--- Begin MATERIAL PROVIDED ---
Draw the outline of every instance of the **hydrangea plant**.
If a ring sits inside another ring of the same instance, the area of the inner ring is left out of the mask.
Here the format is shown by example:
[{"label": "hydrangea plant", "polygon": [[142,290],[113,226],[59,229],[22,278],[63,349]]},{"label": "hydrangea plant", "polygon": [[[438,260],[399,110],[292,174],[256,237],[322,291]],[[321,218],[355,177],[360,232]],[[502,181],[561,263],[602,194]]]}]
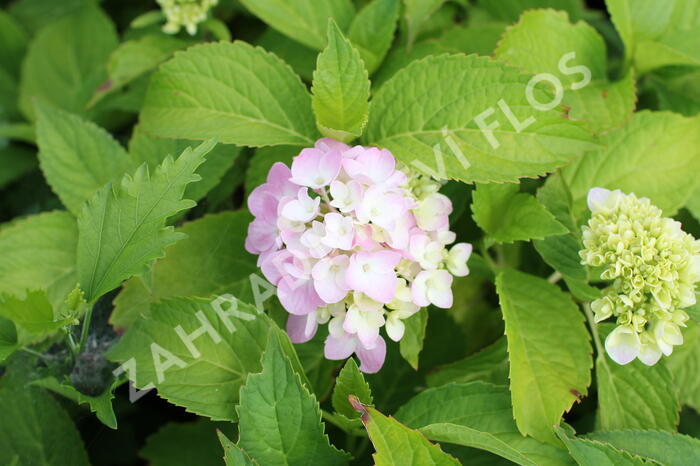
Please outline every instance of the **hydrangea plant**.
[{"label": "hydrangea plant", "polygon": [[697,0],[8,0],[0,465],[694,465]]}]

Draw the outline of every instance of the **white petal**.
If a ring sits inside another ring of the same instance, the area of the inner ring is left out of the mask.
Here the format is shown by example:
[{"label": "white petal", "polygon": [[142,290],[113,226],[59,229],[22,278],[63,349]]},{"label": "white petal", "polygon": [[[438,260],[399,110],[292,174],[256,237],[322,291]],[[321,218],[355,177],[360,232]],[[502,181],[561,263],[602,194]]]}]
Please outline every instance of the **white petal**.
[{"label": "white petal", "polygon": [[641,346],[639,335],[629,327],[616,327],[605,339],[605,351],[613,361],[622,365],[634,361]]}]

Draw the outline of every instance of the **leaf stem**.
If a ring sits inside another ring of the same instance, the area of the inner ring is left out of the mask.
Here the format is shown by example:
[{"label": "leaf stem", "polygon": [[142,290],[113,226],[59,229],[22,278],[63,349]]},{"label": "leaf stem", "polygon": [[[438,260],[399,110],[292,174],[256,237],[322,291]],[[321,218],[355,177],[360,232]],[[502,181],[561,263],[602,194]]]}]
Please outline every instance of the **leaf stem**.
[{"label": "leaf stem", "polygon": [[80,354],[83,351],[83,349],[85,348],[85,343],[87,343],[87,336],[88,333],[90,333],[90,323],[92,322],[92,310],[93,307],[90,306],[90,308],[85,313],[85,318],[83,319],[83,328],[80,332],[80,344],[78,346],[78,354]]},{"label": "leaf stem", "polygon": [[588,326],[591,327],[591,333],[593,334],[593,342],[595,343],[596,350],[598,351],[598,354],[603,354],[605,350],[603,349],[603,345],[600,342],[600,335],[598,334],[598,325],[595,323],[595,319],[593,318],[591,306],[589,306],[588,303],[581,303],[581,306],[583,307],[583,312],[588,318]]}]

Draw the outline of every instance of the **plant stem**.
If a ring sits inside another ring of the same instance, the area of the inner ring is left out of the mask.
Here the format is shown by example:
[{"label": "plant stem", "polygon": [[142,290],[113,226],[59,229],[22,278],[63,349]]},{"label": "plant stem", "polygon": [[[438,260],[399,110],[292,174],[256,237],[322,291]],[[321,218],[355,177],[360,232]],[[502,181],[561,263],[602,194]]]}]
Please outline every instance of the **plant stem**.
[{"label": "plant stem", "polygon": [[581,306],[583,306],[583,312],[586,313],[586,317],[588,318],[588,326],[591,327],[591,333],[593,334],[593,341],[595,343],[596,350],[598,351],[598,354],[603,354],[604,349],[603,345],[600,342],[600,335],[598,334],[598,325],[595,323],[595,319],[593,318],[593,312],[591,312],[591,307],[588,305],[588,303],[582,303]]},{"label": "plant stem", "polygon": [[40,352],[34,351],[31,348],[22,347],[22,348],[20,348],[20,350],[24,351],[25,353],[29,353],[31,355],[34,355],[34,356],[41,358],[41,359],[46,359],[46,360],[51,359],[48,356],[46,356],[45,354],[41,354]]},{"label": "plant stem", "polygon": [[80,332],[80,345],[78,346],[78,354],[80,354],[85,348],[85,343],[87,343],[87,336],[90,333],[90,322],[92,321],[92,310],[90,307],[85,313],[85,318],[83,319],[83,329]]},{"label": "plant stem", "polygon": [[561,279],[562,279],[562,275],[555,270],[554,273],[552,275],[550,275],[549,278],[547,278],[547,281],[549,283],[556,283]]}]

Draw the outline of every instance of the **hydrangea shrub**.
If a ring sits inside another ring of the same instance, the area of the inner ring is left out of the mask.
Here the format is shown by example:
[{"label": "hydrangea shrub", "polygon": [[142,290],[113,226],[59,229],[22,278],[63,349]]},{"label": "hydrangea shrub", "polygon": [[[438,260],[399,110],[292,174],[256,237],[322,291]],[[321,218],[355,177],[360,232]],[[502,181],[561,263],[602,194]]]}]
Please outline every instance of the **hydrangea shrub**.
[{"label": "hydrangea shrub", "polygon": [[699,8],[4,2],[0,464],[697,464]]}]

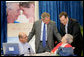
--- End MATERIAL PROVIDED ---
[WHAT NEEDS TO BE DONE]
Please count how many lines of the data above contain the string "white" and give only that number.

[WRITTEN ANSWER]
4